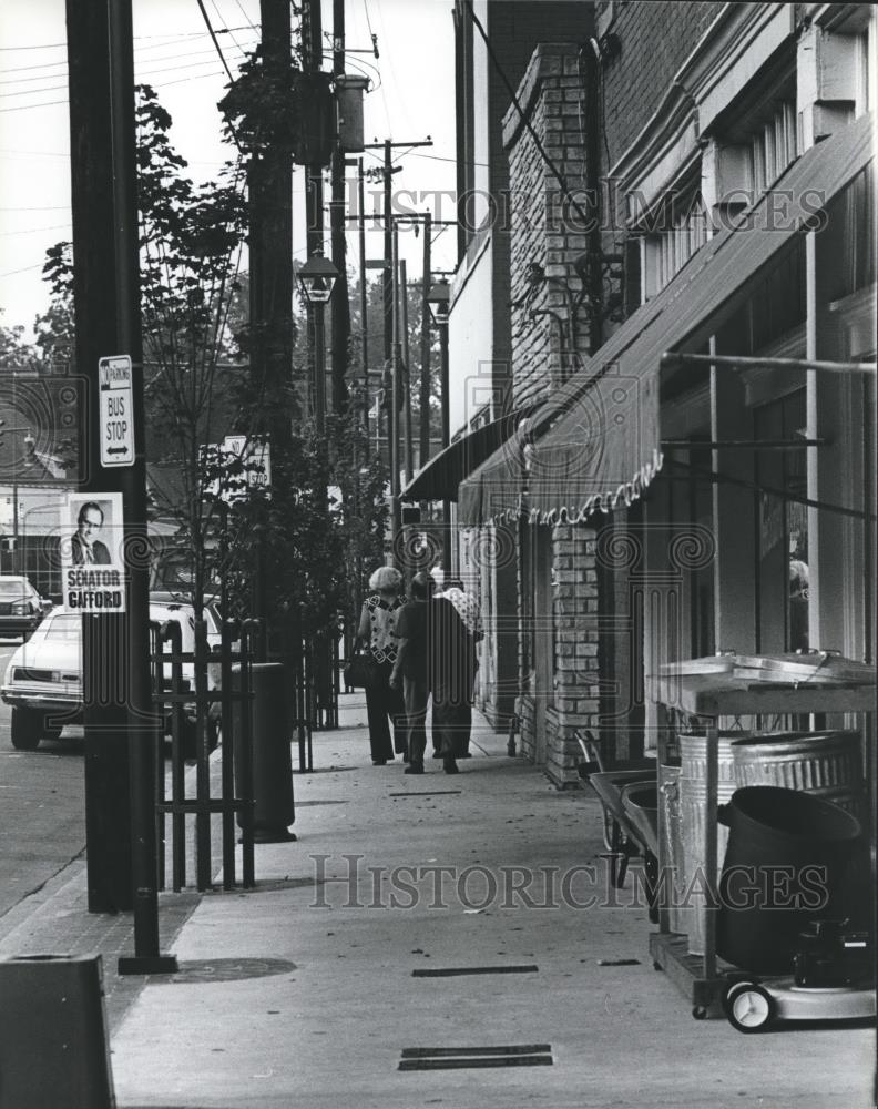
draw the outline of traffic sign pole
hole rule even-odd
[[[176,960],[159,955],[131,0],[67,0],[67,27],[81,490],[121,494],[127,556],[126,611],[83,617],[89,909],[133,908],[120,971],[162,973]],[[119,373],[102,381],[102,366]]]

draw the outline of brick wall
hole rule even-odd
[[[610,163],[617,161],[654,114],[671,81],[719,14],[716,2],[631,0],[598,6],[599,27],[611,31],[620,53],[603,73],[604,126]],[[612,8],[612,20],[608,21]]]
[[[574,192],[584,187],[578,53],[579,47],[573,43],[540,43],[518,90],[533,133]],[[575,293],[581,283],[573,261],[585,250],[588,238],[576,221],[570,218],[561,187],[514,108],[503,121],[503,143],[510,165],[511,299],[519,304],[527,298],[531,263],[541,265],[548,277],[563,278]],[[566,335],[559,323],[549,315],[532,318],[530,309],[550,309],[566,321],[563,289],[548,282],[527,305],[512,309],[517,405],[548,396],[568,375],[570,366],[569,356],[563,354]],[[581,317],[584,319],[584,314]],[[580,333],[584,337],[579,346],[584,349],[588,339],[584,326],[580,326]]]
[[[599,715],[599,581],[594,529],[552,529],[554,568],[554,702],[547,711],[545,772],[559,786],[579,784],[578,728],[594,729]]]

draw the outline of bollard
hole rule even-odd
[[[239,673],[239,668],[233,668]],[[296,818],[293,802],[293,764],[286,711],[284,667],[255,662],[253,683],[253,838],[255,843],[285,843],[296,838],[288,826]],[[241,735],[235,728],[235,739]],[[235,777],[241,782],[244,752],[235,742]],[[241,826],[241,817],[238,817]]]
[[[101,956],[0,960],[0,1109],[113,1109]]]

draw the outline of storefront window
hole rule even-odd
[[[804,437],[805,390],[754,410],[757,439]],[[807,492],[806,451],[760,450],[756,456],[758,494],[757,650],[766,653],[808,649],[808,517],[805,505],[788,497]],[[786,496],[785,496],[786,495]]]

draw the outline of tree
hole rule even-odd
[[[0,313],[3,309],[0,308]],[[23,340],[24,328],[18,324],[14,327],[0,325],[0,368],[9,373],[17,369],[29,369],[37,357],[34,348]]]

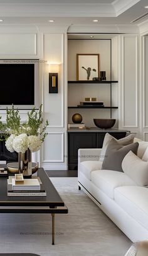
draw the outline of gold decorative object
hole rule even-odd
[[[72,120],[74,124],[80,124],[82,121],[82,116],[76,113],[72,116]]]
[[[11,173],[19,173],[19,163],[18,162],[8,163],[7,164],[8,172]],[[32,174],[35,173],[38,171],[38,164],[32,162]]]

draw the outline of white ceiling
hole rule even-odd
[[[111,4],[115,0],[0,0],[0,4]]]
[[[148,12],[148,0],[0,0],[3,24],[130,25]],[[140,24],[148,16],[136,25]],[[93,20],[99,22],[95,24]],[[54,20],[52,24],[49,20]]]

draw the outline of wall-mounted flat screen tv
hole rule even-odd
[[[39,60],[0,60],[0,108],[39,107]]]

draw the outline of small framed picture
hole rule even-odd
[[[99,77],[99,54],[77,54],[77,80]]]

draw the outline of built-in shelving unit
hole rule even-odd
[[[118,83],[118,81],[91,81],[91,80],[81,80],[81,81],[68,81],[68,84],[110,84]]]
[[[75,107],[68,107],[68,108],[118,108],[118,107],[99,107],[99,106],[75,106]]]
[[[95,35],[93,39],[91,40],[89,35],[76,34],[75,37],[68,35],[68,123],[71,122],[71,117],[75,112],[80,113],[83,122],[91,127],[94,125],[94,117],[117,117],[119,81],[115,47],[116,40],[112,43],[114,37],[108,35],[102,38],[100,35]],[[92,52],[99,54],[99,71],[106,71],[107,80],[77,80],[77,54],[88,54]],[[81,105],[80,102],[89,97],[95,97],[97,102],[102,102],[104,106],[99,106],[97,103],[95,105],[90,102],[88,105],[85,102],[85,105]]]

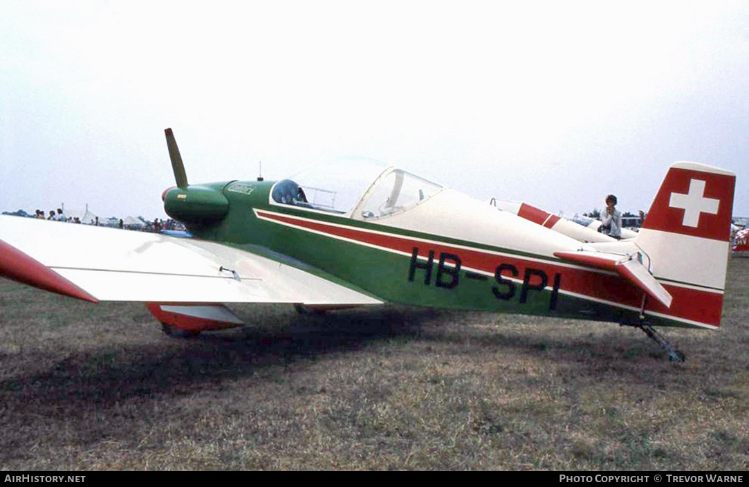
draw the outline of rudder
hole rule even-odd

+--

→ **Brief**
Swap every "draw the outline of" in the material above for "trace the boundary of" and write the lines out again with nothing else changed. Leave the pictures out.

→ **Solution**
trace the boundary of traffic sign pole
hole rule even-odd
[[[176,960],[159,955],[131,0],[67,0],[67,27],[81,490],[121,494],[127,556],[126,611],[83,617],[89,909],[133,908],[120,971],[162,973]],[[119,373],[102,381],[102,366]]]

trace the boundary of brick wall
hole rule even-odd
[[[610,163],[617,161],[654,114],[671,81],[719,14],[716,2],[631,0],[598,6],[599,27],[611,31],[620,53],[603,73],[604,126]],[[612,8],[612,20],[608,21]]]
[[[574,192],[584,187],[578,53],[579,47],[573,43],[540,43],[518,90],[533,133]],[[575,293],[581,283],[573,261],[585,250],[588,238],[576,221],[570,218],[561,187],[514,108],[503,121],[503,143],[510,165],[511,299],[519,304],[527,298],[531,263],[541,265],[548,277],[563,278]],[[566,335],[559,323],[549,315],[532,318],[530,309],[550,309],[566,321],[563,289],[548,282],[527,305],[512,309],[517,405],[548,396],[568,375],[570,366],[569,356],[563,354]],[[581,317],[584,319],[584,314]],[[580,333],[584,337],[579,346],[584,349],[588,339],[584,326],[580,326]]]
[[[599,715],[599,581],[594,529],[552,529],[554,568],[554,702],[547,711],[545,772],[559,786],[579,784],[578,728],[594,729]]]

trace the boundary of bollard
hole rule even-odd
[[[239,673],[239,668],[233,668]],[[296,818],[293,802],[293,764],[286,711],[284,667],[255,662],[253,683],[253,838],[255,843],[285,843],[296,838],[288,826]],[[241,735],[235,728],[235,739]],[[235,777],[241,782],[244,752],[235,742]],[[241,826],[241,817],[238,817]]]
[[[101,956],[0,960],[0,1109],[113,1109]]]

trace the boundary of storefront window
hole rule even-odd
[[[804,437],[805,390],[754,410],[757,439]],[[807,492],[806,451],[760,450],[756,456],[758,494],[757,650],[766,653],[808,649],[808,517],[805,505],[788,497]],[[786,496],[785,496],[786,495]]]

trace the boundary of tree
hole rule even-odd
[[[0,313],[3,309],[0,308]],[[23,340],[24,328],[18,324],[14,327],[0,325],[0,368],[9,373],[17,369],[29,369],[37,357],[34,348]]]

trace the boundary of gold decorative object
hole rule even-odd
[[[72,120],[74,124],[80,124],[82,121],[82,116],[76,113],[72,116]]]
[[[11,173],[19,173],[19,163],[18,162],[8,163],[7,164],[8,172]],[[32,174],[35,173],[38,171],[38,164],[32,162]]]

trace the boundary of white ceiling
hole rule even-odd
[[[111,4],[115,0],[0,0],[0,4]]]
[[[148,12],[148,0],[0,0],[3,24],[130,25]],[[140,24],[148,16],[136,25]],[[93,20],[99,22],[95,24]],[[54,20],[52,24],[49,20]]]

trace the boundary of wall-mounted flat screen tv
hole rule even-odd
[[[39,60],[0,60],[0,108],[39,107]]]

trace the boundary of small framed picture
hole rule even-odd
[[[99,77],[99,54],[77,54],[77,80]]]

trace the boundary of built-in shelving unit
hole rule even-odd
[[[118,83],[118,81],[91,81],[91,80],[81,80],[81,81],[68,81],[68,84],[110,84]]]
[[[75,107],[68,107],[68,108],[118,108],[118,107],[99,107],[99,106],[75,106]]]
[[[95,35],[93,39],[91,40],[89,35],[76,34],[75,37],[68,35],[68,123],[71,122],[71,117],[75,112],[80,113],[83,122],[91,127],[94,125],[94,117],[117,117],[119,81],[115,47],[116,40],[112,43],[114,37],[108,35],[102,38],[100,35]],[[92,52],[99,54],[99,71],[106,71],[107,80],[77,80],[77,54],[88,54]],[[81,105],[80,102],[89,97],[95,97],[97,102],[102,102],[104,106],[99,106],[97,103],[95,105],[90,102],[88,105],[85,102],[85,105]]]

trace the boundary of rudder
hole rule even-odd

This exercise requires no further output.